_ACTIVITY_
Pick up the passage about Graham Greene right after its last sentence and keep writing.

*** PASSAGE SHOWN

Toward the end of 1946, with Europe still smolder­ing, Graham Greene, already famous, met Catherine Walston, a 30 year old North American woman married to Harry Walston, a Jewish multi-millionaire landowner from England who was a member of The Labor Party. She was a kind of Lauren Bacall: a mother of five chil­dren, frivolous, attractive, who would walk through the rooms of the mansion barefooted with a glass of whisky in her hand. Our man remained completely captivated by this woman with a passion that lasted for 13 years, and through which the emotion of adultery blended with the pleasure of repentance — a form of grace that consists of reaching heaven through perdition. Every day this tem­pestuous and capricious millionairess would drive him to the ecstasy of wanting to shoot himself in the head to save his soul. They separated in 1960 because she had fallen in love with someone else and abandoned him.

When Graham Greene had become a rosy old man, with watery blue eyes and a kind-hearted smile, he would sit in a wicker armchair on the terrace of his small apartment that looked out upon the French Riviera. A bottle of JB that was one third finished would be at his side. He still attended Mass every Sunday. Immaculately dressed, his long legs slightly bent with age, he walked arm in arm with his lover Yvonne Cloetta with whom he lived the final 30 years of his life. He was still a practic­ing Catholic although he didn’t believe in Hell — only in Purgatory because Purgatory was a lesser, more refined form of punishment.

Few neighbors could imagine that this old man, stewed in alcohol, carried within him a soul on the bor­der of the abyss.

Graham Greene never lost the aura of having been a spy in the service of the crown during World War II. Most of the time the work was bureaucratic, boring, rou­tine, and even squalid; nevertheless, it stimulated the imagination of the writer. Although he came from Oxford, he was recruited for the service by Kim Philby, an easy-going chap who directed a group of spies from Cambridge that were snobbish, sophisticated, and shady characters.

******
*** STUDY MATERIAL

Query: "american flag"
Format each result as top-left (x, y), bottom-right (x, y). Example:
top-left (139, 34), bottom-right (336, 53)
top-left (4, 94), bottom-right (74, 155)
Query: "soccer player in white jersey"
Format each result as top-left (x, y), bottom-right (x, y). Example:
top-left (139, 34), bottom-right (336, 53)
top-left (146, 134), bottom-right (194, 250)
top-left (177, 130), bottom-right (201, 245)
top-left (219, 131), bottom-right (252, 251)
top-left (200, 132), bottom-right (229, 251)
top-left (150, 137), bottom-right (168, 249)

******
*** STUDY MATERIAL

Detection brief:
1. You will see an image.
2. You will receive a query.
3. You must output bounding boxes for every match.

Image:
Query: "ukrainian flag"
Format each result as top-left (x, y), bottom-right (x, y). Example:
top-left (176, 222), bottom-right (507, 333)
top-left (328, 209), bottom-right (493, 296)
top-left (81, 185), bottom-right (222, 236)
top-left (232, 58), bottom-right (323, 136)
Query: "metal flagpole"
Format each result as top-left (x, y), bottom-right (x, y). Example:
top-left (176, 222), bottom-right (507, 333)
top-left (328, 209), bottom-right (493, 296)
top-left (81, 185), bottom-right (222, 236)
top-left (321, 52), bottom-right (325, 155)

******

_RESPONSE TO THE TASK_
Graham Greene was sent to Sierra Leone, and as always, extracted a story from that mission: The Heart of the Matter. When Kim Philby, a double agent, went over to the side of the Soviet Union after being exposed, Gra­ham Greene converted him into the main character of The Human Factor.

There was always the double dealing: between life and death, politics and religion, love and hate, suffering and compassion, innocence and the presence of evil, unfolding in an ambiance of heat and humidity, and sea­soned with a clammy lust that leads the protagonist toward a tragic destiny in which he must swallow the bitter draught of the loser.

Graham Greene, like any good Catholic, was excited by the sleaziest whorehouses. He took his lover Yvonne to one of these places in Paris. He left her at the bar with a drink in front of her while he entered the labyrinth with his arm around a prostitute. His lover was a married woman whom he had rescued from her executive hus­band in the jungle of Cameroon; a proper French woman who kept her every passion in its place. But after this adventure, she began to believe that Graham’s soul was darker than he had revealed in his guise of a mild man­nered bourgeois. She fell in love with this man right down to the darkest recesses where black fish, that never saw the light, swam.

Many of his novels were made into movies, but only two, The Third Man and The Quiet American, remained in the collective imagination. The sewers of a divided post World War II Vienna and a Vietnam that is being abandoned by the French colonialists are forever united by the powers of Graham Greene to tell strong stories, without adjectives, that are apparently lightweight, but filled with labyrinths that represent the human soul.

He died in Vevey, a village in Switzerland to which he had withdrawn to be near one of his daughters. His funeral was the last scene from any of his novels. On one side of the church was Vivian, his first wife, then 86 years old, whom he had never divorced. On the other side was Yvonne, 60 years old, his last love, who never had separated from her husband either. In the middle was Graham inside a coffin, in front of a door that led, at the same time, to Heaven and to Hell.